**** Data to use ****

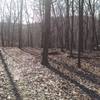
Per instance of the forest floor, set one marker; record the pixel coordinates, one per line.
(26, 79)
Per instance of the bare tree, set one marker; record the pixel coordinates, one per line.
(47, 32)
(20, 23)
(81, 2)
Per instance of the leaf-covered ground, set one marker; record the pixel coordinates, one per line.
(36, 82)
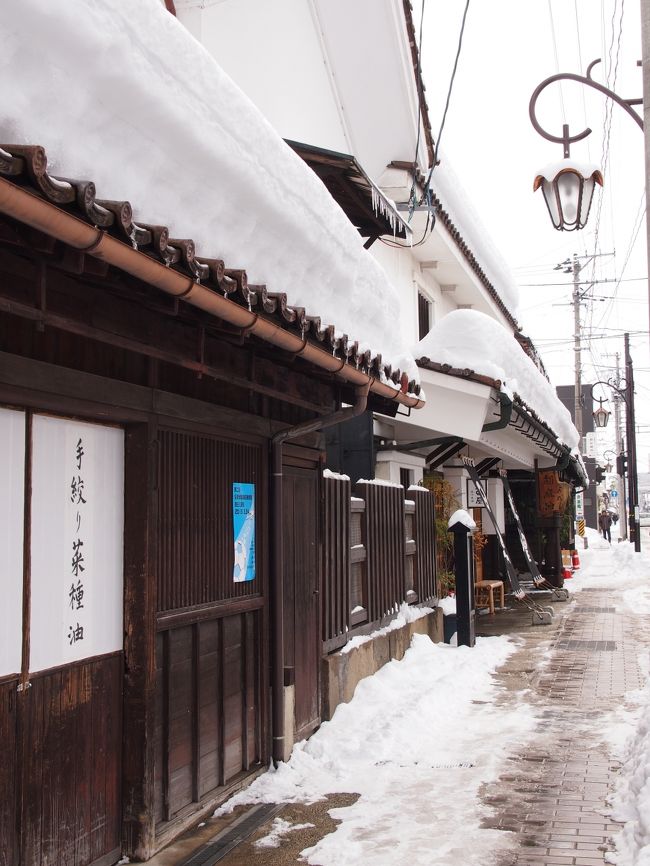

****

Activity:
Transcribe the records above exactly, without images.

Solution for this exercise:
Per instance of the forest floor, set one marker; record the pixel coordinates, one per line.
(26, 79)
Per instance of the bare tree, set one marker; record the pixel coordinates, one per line.
(47, 32)
(20, 23)
(81, 2)
Per instance of the leaf-covered ground, set one marker; record the pixel coordinates, one per line.
(36, 82)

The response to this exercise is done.